REQUIRED WORK> Before the records below, list every geographic place (town, region, island group or country) named in Lynda Bruce's own account in the International Women's Day interview, in order of first mention.

For this year's International Women's Day, we wanted to highlight one of amazing women who have been with Waterloo Quay for a while.
For this year's highlight, we had a small chat with Lynda Bruce, who is a senior OH advisor for Alpha Health Services.
For starters, could you tell us a little bit about yourself?
Born in Aberdeen, moved to Hertfordshire in early teenage years. Worked in Insurance in an actuarial setting before General Nurse training. After qualifying and newly married we moved to the British Virgin Islands, my husband was a Chartered Accountant. My husband was Financial Director of a Company that hauled yachts out of the Caribbean for repairs while I worked as a volunteer in a VSO School and then ran a pre-kindergarten preschool group.
We lived up in the hills and so I used my garden produce to make money- I grew the only fresh green watercress on the island which I sold through local business and I used fruit to make jams, jellies and chutneys to sell to holiday makers-I made fabulous Mango Jam and Lime Curd. I dried and pressed beautiful flowers such as Hibiscus and then framed them to sell and we dried seeds from the trees and made Christmas decorations. Sadly , when I was 6 months pregnant with our third baby my husband became unwell and even though we traveled to Puerto Rico for better medical care my husband sadly died.
My oldest two children were 2 and 4 years old and my third baby was born in July of that year two months after her father had died. I stayed in the West Indies the rest of that year so I was able to sell our house and say goodbye to my friends. I was offered a job as a Primary School Teacher but the Virgin Island society was fairly male dominated and it was not possible to get employment that would allow me to bring up my family So I came home to Aberdeenshire settling near my Mum and grandparents.

SOURCE DATA>
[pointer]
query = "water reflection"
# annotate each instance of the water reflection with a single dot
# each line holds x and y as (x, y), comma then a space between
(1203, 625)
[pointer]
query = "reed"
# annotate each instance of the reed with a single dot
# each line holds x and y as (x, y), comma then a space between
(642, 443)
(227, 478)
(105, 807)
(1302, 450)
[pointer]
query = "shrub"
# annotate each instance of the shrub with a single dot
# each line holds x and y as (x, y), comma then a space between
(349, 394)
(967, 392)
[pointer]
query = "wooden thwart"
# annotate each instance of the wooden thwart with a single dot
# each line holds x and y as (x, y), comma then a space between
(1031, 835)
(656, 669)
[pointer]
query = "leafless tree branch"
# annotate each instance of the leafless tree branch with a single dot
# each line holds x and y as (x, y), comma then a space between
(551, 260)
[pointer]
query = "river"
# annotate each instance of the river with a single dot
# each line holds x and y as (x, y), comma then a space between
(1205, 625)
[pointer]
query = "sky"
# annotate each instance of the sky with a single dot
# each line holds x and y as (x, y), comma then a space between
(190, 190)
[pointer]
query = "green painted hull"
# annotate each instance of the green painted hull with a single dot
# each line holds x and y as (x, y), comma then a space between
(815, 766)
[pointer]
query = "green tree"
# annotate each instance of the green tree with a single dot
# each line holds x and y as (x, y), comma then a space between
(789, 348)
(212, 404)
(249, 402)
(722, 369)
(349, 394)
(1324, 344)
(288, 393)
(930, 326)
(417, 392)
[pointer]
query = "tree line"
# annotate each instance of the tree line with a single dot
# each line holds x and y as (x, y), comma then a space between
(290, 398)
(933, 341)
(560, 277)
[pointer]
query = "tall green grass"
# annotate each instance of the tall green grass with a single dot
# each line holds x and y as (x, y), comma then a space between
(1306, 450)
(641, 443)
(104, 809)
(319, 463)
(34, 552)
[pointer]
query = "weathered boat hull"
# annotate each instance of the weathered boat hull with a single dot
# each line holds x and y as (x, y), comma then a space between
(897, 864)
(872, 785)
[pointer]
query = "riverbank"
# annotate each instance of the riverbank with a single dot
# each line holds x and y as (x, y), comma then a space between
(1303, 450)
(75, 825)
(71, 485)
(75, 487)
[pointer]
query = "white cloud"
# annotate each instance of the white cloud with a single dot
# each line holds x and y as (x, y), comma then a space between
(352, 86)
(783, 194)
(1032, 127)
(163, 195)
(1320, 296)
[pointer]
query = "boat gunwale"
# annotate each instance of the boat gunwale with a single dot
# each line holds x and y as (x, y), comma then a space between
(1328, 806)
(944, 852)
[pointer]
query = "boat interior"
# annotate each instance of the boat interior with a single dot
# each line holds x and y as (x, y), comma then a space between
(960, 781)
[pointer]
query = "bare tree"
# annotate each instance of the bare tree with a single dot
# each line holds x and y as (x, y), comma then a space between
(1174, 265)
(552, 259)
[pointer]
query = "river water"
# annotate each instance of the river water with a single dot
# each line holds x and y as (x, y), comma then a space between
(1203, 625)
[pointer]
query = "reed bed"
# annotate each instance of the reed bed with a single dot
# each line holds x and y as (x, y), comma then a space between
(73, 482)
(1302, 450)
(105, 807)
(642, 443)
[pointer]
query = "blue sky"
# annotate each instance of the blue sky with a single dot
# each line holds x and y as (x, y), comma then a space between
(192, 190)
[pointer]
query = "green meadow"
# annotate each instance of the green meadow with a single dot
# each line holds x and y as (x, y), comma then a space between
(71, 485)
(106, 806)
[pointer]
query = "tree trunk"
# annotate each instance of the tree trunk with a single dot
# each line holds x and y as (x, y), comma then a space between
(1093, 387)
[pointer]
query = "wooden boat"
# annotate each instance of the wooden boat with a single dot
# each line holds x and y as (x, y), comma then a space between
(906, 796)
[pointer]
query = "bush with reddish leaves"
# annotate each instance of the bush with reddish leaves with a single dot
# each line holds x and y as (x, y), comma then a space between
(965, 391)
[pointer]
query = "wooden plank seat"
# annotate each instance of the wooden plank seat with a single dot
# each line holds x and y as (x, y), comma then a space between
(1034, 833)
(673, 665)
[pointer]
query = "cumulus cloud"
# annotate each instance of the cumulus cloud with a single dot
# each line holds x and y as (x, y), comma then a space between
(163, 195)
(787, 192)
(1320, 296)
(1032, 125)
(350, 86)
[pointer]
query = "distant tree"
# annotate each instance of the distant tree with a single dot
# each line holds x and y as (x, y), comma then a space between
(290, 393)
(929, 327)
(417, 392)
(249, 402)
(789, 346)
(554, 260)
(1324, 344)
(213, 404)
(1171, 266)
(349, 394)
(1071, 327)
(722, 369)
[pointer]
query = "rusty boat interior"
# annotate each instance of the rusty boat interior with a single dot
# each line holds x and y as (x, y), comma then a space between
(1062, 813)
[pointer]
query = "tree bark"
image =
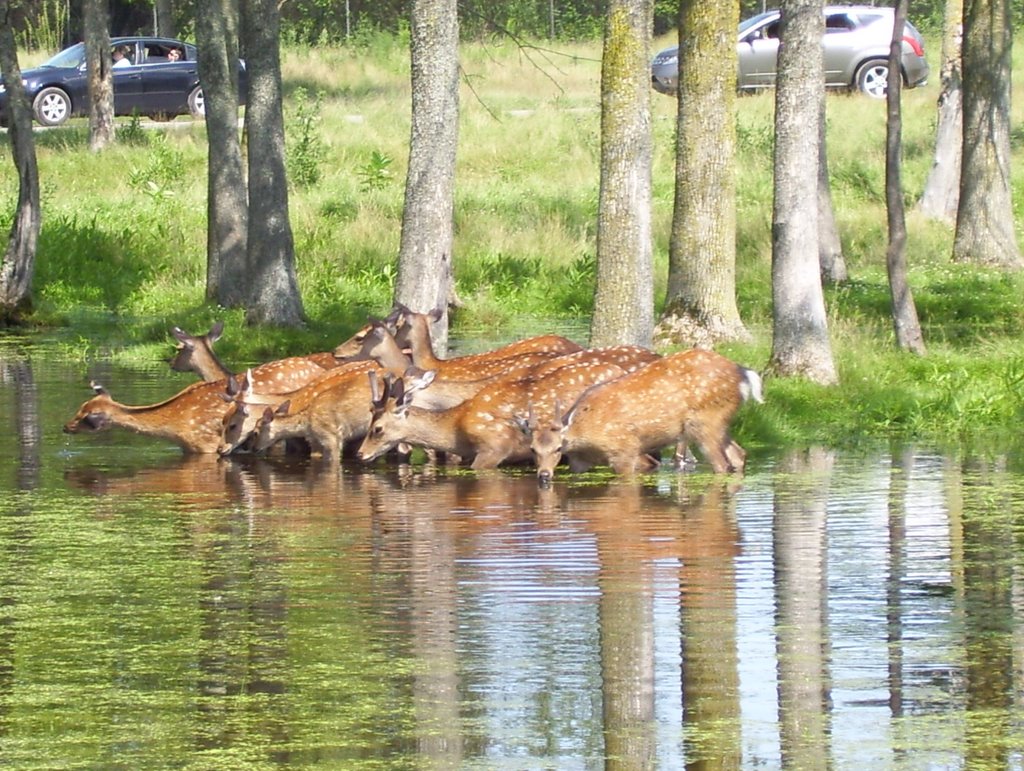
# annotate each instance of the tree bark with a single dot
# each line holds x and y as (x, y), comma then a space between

TASK SOLUTION>
1. Aberdeen
2. Hertfordshire
3. British Virgin Islands
4. Caribbean
5. Puerto Rico
6. West Indies
7. Aberdeenshire